What to work on – Only the lines from the line containing "Query: puddle on road" to the end of the entries, both included, belong in your answer, and each must match exactly.

Saved data entries:
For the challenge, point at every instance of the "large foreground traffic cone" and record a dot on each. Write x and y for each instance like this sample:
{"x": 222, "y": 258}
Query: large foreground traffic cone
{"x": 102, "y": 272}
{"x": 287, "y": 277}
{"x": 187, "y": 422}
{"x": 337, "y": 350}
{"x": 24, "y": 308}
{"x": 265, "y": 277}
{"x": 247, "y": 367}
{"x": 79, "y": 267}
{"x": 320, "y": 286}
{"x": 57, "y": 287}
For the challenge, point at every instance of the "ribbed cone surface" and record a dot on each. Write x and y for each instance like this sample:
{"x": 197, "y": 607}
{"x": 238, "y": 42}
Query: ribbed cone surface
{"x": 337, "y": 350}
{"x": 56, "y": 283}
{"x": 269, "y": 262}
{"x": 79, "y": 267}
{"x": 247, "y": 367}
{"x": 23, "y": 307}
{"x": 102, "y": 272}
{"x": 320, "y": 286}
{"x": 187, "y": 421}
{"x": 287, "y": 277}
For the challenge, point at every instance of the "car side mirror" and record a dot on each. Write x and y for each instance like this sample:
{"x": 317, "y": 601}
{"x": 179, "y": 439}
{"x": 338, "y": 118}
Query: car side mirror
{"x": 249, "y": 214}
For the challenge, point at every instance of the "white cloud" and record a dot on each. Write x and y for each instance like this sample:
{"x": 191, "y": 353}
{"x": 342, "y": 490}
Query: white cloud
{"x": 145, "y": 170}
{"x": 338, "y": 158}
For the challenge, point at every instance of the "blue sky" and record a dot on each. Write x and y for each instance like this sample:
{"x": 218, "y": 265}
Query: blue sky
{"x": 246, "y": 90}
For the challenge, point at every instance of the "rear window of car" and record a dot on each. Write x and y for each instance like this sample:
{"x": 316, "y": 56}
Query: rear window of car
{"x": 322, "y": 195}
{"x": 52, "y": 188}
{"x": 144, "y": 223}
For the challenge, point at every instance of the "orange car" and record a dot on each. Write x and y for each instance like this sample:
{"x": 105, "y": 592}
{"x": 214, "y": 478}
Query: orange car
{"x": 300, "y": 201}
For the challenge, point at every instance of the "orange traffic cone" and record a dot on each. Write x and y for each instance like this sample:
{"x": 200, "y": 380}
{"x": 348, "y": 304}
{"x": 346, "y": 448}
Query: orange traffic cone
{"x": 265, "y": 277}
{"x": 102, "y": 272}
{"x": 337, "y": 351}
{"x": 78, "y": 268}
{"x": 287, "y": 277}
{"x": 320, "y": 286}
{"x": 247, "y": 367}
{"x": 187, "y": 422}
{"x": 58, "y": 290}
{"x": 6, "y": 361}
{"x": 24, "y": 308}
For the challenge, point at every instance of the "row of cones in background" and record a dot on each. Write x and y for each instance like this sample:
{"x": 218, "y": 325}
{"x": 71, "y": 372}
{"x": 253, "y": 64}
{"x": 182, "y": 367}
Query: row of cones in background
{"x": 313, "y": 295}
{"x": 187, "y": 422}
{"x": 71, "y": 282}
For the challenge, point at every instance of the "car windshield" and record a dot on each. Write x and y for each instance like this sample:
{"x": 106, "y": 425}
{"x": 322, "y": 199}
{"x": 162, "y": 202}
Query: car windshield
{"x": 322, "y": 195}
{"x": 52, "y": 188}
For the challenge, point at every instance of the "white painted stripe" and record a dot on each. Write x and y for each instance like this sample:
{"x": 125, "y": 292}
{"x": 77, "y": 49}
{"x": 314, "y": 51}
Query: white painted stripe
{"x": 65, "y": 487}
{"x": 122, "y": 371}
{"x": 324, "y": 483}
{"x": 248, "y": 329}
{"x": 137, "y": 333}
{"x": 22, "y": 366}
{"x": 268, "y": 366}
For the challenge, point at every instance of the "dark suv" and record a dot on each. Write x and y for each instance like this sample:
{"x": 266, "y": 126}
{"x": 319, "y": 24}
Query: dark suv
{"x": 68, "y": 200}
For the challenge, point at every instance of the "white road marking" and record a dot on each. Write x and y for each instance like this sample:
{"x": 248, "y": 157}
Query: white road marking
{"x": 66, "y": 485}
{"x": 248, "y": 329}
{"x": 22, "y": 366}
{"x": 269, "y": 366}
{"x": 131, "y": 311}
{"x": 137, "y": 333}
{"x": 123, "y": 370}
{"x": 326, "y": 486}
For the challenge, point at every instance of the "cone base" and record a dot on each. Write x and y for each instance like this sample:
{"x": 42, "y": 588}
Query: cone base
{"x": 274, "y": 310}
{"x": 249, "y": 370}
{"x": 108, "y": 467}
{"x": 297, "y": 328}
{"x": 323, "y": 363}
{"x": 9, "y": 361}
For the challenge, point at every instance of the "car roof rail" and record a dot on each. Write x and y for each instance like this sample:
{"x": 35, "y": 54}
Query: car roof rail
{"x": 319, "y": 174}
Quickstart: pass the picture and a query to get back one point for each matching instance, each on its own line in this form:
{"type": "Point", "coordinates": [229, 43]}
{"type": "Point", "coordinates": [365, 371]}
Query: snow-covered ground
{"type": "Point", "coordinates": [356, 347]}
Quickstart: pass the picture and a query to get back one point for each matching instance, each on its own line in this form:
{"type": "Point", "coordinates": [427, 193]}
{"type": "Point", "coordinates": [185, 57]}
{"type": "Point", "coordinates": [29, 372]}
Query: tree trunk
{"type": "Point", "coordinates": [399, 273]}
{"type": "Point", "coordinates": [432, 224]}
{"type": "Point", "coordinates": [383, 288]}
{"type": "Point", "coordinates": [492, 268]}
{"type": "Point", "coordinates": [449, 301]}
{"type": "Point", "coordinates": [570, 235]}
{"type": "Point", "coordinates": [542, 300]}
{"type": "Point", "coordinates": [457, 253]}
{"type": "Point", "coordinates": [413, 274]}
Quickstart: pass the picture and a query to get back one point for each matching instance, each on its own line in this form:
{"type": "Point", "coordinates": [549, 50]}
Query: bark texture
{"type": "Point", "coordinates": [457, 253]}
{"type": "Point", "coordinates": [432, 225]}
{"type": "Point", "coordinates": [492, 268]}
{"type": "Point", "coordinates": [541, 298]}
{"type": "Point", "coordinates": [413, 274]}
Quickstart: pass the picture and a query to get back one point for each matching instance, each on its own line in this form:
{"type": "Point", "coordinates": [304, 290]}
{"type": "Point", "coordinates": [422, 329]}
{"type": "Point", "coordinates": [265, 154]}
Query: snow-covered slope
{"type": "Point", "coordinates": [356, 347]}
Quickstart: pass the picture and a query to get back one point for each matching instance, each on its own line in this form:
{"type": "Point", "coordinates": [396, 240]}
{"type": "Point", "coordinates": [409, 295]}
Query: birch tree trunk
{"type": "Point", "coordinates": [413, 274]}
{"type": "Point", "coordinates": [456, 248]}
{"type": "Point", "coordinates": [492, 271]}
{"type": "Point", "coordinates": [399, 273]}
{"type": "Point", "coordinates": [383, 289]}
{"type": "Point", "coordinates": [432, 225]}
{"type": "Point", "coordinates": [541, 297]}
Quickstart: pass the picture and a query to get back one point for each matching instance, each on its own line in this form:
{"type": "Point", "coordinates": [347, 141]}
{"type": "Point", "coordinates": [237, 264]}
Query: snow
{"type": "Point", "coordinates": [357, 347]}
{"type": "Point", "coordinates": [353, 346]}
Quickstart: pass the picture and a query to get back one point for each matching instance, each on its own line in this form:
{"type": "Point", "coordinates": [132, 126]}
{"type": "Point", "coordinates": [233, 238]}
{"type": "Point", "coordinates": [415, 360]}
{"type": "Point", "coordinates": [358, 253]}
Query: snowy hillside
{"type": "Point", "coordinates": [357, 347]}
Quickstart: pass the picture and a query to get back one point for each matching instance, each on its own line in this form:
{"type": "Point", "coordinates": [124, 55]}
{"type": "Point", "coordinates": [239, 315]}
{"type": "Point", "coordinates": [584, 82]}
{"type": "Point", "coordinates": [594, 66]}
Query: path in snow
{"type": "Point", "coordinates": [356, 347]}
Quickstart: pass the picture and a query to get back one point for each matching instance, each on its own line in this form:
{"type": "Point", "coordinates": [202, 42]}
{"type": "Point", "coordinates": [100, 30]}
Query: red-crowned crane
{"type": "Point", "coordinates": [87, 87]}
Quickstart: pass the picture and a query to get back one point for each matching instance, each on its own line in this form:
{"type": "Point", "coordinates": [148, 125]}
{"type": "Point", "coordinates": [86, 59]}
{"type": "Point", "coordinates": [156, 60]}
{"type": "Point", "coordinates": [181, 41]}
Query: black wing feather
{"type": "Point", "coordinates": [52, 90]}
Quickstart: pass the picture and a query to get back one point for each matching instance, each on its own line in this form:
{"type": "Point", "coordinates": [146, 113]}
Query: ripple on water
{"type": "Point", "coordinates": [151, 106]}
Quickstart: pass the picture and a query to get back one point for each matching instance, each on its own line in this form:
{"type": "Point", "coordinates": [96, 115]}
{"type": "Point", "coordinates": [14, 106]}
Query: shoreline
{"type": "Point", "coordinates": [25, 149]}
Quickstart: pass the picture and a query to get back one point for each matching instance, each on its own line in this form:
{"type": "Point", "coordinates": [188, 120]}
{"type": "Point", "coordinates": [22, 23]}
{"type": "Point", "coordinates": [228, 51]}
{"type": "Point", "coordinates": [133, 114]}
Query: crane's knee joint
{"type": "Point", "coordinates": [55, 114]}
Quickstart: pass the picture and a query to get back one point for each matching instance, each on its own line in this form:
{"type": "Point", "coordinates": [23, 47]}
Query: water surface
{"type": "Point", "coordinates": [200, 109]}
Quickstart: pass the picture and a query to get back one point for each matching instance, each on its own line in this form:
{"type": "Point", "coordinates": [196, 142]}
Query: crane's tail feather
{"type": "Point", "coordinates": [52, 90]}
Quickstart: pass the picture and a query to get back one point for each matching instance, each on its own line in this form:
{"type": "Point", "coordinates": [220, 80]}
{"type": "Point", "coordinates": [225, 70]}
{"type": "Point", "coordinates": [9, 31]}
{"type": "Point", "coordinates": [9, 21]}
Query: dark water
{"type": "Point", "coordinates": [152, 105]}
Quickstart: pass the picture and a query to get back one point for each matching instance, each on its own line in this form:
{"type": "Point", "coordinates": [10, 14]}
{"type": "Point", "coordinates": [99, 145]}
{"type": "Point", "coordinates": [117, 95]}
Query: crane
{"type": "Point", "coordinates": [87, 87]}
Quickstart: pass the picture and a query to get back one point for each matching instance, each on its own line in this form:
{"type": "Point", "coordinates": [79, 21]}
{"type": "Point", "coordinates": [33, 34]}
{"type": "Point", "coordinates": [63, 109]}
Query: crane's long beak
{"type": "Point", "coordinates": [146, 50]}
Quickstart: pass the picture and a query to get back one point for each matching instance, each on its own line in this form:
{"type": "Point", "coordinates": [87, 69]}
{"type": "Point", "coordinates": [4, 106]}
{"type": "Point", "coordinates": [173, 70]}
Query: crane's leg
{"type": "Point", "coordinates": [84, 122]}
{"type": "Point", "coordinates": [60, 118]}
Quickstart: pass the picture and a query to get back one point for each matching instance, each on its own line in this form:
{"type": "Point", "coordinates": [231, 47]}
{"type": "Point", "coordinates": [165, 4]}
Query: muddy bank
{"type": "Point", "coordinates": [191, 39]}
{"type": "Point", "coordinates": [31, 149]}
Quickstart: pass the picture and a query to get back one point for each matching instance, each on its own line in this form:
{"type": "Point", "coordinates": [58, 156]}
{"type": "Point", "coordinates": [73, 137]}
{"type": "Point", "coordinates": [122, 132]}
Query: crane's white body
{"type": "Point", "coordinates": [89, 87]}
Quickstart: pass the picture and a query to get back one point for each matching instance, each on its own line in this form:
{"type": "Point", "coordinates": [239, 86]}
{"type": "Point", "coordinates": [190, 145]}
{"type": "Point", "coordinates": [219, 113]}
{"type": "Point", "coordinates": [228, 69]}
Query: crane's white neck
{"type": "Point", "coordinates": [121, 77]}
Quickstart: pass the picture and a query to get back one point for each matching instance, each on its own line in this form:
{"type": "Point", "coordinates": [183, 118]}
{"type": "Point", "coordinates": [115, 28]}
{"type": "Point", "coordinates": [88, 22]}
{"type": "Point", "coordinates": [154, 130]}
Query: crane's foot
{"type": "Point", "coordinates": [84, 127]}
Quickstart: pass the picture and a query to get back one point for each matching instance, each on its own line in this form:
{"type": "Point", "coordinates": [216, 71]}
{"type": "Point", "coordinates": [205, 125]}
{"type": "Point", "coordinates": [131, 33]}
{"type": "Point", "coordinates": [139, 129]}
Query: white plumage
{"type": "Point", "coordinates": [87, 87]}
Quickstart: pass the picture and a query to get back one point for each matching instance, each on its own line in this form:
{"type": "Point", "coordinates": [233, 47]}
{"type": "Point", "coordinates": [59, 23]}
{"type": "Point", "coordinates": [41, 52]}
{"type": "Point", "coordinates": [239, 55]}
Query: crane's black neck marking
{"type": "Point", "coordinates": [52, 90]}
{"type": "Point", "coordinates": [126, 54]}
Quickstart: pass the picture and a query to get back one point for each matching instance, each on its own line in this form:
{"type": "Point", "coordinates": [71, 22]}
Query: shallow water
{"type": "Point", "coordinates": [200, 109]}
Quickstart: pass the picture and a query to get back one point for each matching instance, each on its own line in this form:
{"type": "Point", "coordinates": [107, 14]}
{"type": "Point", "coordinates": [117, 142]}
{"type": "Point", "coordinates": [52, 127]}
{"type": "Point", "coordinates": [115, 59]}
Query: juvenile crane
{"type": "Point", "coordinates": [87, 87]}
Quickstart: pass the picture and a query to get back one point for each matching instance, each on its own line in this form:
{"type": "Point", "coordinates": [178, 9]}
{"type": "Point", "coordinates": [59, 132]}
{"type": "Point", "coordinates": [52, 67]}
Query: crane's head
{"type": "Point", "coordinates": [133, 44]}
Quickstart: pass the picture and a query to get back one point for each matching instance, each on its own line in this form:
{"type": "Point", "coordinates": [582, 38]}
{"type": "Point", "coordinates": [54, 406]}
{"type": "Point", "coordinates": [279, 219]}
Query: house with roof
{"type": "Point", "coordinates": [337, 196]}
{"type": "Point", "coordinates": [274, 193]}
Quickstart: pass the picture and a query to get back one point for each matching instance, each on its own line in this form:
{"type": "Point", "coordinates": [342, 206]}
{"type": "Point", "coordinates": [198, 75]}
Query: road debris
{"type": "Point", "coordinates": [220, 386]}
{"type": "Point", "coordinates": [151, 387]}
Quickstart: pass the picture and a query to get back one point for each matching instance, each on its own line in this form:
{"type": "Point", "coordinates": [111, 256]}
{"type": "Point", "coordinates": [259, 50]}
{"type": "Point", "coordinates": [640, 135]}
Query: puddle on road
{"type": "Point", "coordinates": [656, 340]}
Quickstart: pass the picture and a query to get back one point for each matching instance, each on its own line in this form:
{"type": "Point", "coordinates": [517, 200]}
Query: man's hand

Answer box –
Query: puddle on road
{"type": "Point", "coordinates": [656, 340]}
Quickstart: pass the picture and a query to get back one point for each matching instance, each on its own line in this form:
{"type": "Point", "coordinates": [517, 200]}
Query: man's hand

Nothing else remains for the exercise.